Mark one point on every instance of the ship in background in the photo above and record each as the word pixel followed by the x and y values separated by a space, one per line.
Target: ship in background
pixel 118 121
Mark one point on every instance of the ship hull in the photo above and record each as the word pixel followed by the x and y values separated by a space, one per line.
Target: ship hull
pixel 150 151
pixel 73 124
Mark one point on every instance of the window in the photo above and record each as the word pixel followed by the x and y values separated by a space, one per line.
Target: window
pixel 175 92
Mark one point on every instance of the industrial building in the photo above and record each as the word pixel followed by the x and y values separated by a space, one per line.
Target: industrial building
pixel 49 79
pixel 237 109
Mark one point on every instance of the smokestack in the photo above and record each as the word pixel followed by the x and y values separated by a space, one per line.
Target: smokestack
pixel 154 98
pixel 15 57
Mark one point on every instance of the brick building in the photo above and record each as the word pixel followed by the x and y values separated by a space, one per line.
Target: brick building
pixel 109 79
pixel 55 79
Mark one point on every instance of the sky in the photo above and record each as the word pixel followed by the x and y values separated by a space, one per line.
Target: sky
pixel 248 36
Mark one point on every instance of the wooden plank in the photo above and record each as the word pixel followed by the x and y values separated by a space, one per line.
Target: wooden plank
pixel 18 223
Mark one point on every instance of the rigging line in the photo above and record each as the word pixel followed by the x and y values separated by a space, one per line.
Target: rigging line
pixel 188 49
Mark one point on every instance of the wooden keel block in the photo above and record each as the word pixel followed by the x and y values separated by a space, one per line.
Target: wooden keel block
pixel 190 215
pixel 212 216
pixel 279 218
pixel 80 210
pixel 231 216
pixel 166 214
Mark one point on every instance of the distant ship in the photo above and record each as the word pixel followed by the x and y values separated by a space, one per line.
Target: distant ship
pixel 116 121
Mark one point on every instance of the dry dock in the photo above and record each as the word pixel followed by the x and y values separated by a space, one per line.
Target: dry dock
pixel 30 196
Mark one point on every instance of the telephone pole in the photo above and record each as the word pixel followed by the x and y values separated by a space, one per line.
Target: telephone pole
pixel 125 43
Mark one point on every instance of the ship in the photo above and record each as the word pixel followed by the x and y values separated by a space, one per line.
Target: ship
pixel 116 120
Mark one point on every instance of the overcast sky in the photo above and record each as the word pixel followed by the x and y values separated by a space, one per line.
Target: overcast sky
--------------------
*What this task involves*:
Reproduce the entire listing above verbatim, keeping every line in its original order.

*Answer for the task*:
Mark one point on every instance of the ship in background in the photo above and record each as the word pixel followed by the x and y values separated by a space, one per line.
Target: ship in background
pixel 118 121
Mark one point on every instance of the ship hull in the photo above and record each as the word pixel followed by the x and y values separated by a space, one per line.
Target: ship hull
pixel 150 151
pixel 73 124
Mark one point on every instance of the window in the photo above and record each as the word pixel followed by the x and y values separated by a space, one per line.
Target: window
pixel 175 92
Mark one point on every instance of the industrial building in the photo above and record each as the word pixel followed by the x and y values separated by a space, one per line.
Target: industrial building
pixel 49 79
pixel 237 109
Mark one point on every instance of the smokestack in the photo above and record each as the word pixel followed by the x and y values separated by a space, one per line.
Target: smokestack
pixel 154 98
pixel 15 57
Mark one point on every instance of the brick building in the photo above and record each as the word pixel followed by the x and y values separated by a space, one per line.
Target: brick building
pixel 109 79
pixel 55 79
Mark one point on every instance of the sky in the photo above and record each as the word pixel followed by the x and y values separated by a space, one per line.
Target: sky
pixel 248 36
Mark one point on every instance of the wooden plank in the photo above and record each as the word pixel followed by the x and y values separated by a space, one per line.
Target: wooden plank
pixel 18 223
Mark one point on every instance of the rigging line in the photo above and record each as the word pixel followed by the x and y values separated by a space, one per line.
Target: rigging line
pixel 188 49
Mark one point on every instance of the wooden keel block in the photo above and record each as the word pixel followed by the x and y values separated by a space, one per line.
Target: wooden keel block
pixel 190 215
pixel 212 216
pixel 279 218
pixel 80 210
pixel 231 216
pixel 166 214
Mark one point on every instance of the distant ship in the photo above and record each as the word pixel followed by the x and y values separated by a space, one per line.
Target: distant ship
pixel 116 121
Mark one point on every instance of the dry dock in the photo above and record each as the word pixel followed by the x and y values separated by a space, one per line.
Target: dry dock
pixel 30 196
Mark one point on every instance of the telephone pole in the photo above and record each as the word pixel followed by the x and y values separated by a space, one per line.
Target: telephone pole
pixel 125 43
Mark one point on every instance of the ship in the photo above and record each as the word pixel followed by the x and y values separated by a space, one per line.
Target: ship
pixel 116 120
Mark one point on every instance of the overcast sky in the photo above and record each as the word pixel followed by the x and y values separated by a space, one per line.
Target: overcast sky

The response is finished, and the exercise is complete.